DEINE AUFGABE: Schreib einen Abschnitt der Datensätze Zeile für Zeile unverändert ab: Beginne mit der Zeile, die „For every instance of the player's knee, the" enthält, und hör nach der Zeile auf, die „pixel 110 233" enthält.

Zeilen aus einem Datensatz:
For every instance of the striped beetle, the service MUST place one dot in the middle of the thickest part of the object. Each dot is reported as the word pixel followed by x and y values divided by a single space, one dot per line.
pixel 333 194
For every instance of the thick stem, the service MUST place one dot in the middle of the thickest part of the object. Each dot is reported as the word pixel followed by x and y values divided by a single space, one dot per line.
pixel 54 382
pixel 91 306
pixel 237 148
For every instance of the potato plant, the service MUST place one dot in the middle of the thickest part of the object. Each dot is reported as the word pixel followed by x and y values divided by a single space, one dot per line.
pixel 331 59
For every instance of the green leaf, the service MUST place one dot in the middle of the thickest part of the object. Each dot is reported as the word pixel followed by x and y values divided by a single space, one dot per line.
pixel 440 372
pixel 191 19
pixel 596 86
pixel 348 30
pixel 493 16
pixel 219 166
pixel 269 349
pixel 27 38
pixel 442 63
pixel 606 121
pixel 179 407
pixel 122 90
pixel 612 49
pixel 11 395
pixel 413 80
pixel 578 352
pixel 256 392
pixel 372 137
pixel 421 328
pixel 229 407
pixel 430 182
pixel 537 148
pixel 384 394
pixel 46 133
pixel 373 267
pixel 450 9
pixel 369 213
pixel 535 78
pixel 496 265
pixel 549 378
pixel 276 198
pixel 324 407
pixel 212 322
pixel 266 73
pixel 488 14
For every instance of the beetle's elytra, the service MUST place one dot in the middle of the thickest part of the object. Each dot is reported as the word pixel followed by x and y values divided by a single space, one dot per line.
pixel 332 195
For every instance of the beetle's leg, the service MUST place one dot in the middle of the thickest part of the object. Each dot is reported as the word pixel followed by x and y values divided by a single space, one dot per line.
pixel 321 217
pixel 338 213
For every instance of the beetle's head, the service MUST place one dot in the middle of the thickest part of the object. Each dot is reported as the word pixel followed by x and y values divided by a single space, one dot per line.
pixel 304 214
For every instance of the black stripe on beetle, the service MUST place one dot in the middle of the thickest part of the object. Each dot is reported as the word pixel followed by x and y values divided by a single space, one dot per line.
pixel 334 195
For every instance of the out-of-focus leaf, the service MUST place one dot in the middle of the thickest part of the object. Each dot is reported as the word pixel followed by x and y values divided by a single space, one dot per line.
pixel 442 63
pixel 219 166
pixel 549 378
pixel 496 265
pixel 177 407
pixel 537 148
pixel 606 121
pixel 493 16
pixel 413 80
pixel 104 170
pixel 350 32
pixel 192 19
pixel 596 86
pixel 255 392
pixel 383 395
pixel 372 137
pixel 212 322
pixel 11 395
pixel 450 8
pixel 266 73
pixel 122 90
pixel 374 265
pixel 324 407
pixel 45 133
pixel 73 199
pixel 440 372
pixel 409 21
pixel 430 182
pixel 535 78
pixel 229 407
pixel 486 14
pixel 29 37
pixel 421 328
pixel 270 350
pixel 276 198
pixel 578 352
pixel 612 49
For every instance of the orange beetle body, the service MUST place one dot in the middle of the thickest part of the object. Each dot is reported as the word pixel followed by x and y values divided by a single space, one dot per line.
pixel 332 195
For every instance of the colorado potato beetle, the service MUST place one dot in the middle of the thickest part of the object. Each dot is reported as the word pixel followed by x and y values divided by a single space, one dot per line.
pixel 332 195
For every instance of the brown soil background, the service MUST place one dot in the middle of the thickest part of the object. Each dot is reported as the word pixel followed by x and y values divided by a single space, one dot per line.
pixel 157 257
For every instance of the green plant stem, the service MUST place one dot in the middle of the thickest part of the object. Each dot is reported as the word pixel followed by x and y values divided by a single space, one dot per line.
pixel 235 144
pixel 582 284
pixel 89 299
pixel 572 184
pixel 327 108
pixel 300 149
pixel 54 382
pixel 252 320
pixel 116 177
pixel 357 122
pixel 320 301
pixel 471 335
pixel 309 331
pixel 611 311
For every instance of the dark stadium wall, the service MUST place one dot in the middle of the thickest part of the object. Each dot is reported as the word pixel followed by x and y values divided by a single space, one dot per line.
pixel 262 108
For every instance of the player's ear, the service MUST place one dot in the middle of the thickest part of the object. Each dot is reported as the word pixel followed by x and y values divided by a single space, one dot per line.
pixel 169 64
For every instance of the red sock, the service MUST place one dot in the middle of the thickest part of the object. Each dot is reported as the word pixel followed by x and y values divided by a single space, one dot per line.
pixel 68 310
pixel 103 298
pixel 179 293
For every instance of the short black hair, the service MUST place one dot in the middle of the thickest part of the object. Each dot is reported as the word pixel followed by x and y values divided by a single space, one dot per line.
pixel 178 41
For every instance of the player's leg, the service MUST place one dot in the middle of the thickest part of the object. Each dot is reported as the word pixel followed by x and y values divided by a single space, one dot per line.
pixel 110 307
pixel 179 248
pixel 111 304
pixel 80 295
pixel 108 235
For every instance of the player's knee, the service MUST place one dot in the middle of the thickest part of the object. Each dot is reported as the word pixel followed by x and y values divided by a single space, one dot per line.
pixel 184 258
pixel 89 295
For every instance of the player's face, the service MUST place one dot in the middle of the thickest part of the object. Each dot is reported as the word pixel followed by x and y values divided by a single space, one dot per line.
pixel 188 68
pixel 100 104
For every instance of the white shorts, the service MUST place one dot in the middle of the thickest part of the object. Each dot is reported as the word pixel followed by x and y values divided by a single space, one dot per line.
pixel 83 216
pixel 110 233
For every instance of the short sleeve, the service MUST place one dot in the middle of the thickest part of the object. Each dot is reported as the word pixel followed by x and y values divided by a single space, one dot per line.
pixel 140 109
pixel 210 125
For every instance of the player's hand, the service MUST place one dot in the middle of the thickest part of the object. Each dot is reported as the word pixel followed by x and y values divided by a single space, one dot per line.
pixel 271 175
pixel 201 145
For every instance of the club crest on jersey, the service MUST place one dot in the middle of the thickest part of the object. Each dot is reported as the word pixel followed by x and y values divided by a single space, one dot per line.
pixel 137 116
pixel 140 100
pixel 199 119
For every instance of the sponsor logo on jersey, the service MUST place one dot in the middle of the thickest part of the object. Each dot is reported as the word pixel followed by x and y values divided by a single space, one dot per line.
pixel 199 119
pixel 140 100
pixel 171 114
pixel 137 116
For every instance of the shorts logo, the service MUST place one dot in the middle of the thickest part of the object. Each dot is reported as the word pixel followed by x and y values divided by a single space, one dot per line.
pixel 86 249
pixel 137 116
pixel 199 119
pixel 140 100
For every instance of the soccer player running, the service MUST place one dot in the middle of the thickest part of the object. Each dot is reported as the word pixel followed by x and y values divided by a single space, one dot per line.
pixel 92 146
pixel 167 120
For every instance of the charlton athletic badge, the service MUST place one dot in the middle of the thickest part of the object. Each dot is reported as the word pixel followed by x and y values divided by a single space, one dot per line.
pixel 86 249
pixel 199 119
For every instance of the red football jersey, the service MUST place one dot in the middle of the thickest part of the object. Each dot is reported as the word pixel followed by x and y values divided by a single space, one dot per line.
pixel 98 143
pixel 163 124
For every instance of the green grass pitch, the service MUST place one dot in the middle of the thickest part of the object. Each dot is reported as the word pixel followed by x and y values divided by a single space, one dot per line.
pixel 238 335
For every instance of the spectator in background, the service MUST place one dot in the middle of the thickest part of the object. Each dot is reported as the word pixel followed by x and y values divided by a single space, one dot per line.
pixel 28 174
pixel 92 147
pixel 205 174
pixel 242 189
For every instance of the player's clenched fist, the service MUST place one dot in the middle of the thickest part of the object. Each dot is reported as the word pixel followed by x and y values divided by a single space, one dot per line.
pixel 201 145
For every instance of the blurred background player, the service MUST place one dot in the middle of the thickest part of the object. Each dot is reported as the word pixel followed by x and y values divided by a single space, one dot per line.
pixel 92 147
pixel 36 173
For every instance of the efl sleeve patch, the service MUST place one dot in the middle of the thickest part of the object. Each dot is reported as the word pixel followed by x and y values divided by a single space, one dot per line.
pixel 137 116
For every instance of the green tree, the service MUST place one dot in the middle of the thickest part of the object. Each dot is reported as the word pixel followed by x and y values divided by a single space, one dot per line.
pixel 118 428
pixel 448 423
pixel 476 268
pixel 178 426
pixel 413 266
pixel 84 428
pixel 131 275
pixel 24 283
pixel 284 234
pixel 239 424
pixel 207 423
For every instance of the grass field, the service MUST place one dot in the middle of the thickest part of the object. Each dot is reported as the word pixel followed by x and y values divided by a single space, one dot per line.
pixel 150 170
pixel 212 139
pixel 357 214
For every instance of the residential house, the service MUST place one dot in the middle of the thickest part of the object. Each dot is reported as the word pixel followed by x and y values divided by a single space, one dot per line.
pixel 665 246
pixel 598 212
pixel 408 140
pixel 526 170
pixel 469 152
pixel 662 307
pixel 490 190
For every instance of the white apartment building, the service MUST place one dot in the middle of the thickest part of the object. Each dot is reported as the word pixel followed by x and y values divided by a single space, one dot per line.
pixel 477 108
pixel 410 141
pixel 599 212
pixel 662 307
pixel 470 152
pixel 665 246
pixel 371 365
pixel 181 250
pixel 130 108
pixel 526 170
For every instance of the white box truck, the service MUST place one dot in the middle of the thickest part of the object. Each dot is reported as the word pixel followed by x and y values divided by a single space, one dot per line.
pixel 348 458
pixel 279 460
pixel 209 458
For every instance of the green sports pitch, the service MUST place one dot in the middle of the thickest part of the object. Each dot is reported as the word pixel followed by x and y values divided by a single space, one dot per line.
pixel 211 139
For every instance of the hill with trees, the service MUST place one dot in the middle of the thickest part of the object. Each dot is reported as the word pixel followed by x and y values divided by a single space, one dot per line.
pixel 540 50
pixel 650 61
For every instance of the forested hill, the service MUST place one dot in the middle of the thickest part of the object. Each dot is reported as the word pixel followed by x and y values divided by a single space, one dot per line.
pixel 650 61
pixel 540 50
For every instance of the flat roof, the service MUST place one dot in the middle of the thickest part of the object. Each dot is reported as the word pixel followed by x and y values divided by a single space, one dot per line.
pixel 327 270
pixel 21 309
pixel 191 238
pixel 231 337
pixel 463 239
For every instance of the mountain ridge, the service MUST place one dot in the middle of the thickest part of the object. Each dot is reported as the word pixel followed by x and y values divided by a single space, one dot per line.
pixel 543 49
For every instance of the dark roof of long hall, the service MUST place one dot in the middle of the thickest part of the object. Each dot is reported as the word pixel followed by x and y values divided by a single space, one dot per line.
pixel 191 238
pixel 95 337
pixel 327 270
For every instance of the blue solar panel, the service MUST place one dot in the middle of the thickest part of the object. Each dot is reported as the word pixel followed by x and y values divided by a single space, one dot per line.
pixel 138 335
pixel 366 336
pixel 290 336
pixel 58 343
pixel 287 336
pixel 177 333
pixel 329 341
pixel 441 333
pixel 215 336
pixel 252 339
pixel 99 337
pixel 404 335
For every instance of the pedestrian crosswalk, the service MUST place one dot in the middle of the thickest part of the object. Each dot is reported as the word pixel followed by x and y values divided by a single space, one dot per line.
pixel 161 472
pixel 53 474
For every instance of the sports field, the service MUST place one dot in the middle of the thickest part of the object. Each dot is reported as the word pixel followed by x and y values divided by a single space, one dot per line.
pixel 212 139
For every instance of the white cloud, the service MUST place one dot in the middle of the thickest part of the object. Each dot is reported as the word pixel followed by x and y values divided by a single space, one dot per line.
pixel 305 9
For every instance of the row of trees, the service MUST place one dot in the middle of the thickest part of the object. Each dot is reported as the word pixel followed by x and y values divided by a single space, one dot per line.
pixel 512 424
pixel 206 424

LÖSUNG:
For every instance of the player's knee, the service MUST place one dot in the middle of the thickest part of the object. Each dot is reported as the word pixel followed by x and y values divided by a single space, one dot per line.
pixel 184 258
pixel 89 295
For every instance of the player's face, the service MUST place one dot in the middle of the thickest part of the object. Each dot is reported as the word pixel followed by x and y values divided by a single space, one dot per line.
pixel 188 68
pixel 100 104
For every instance of the white shorts, the service MUST place one dot in the middle of the thickest part of the object. Each dot is reported as the word pixel followed by x and y values divided by a single space, one dot per line.
pixel 83 216
pixel 110 233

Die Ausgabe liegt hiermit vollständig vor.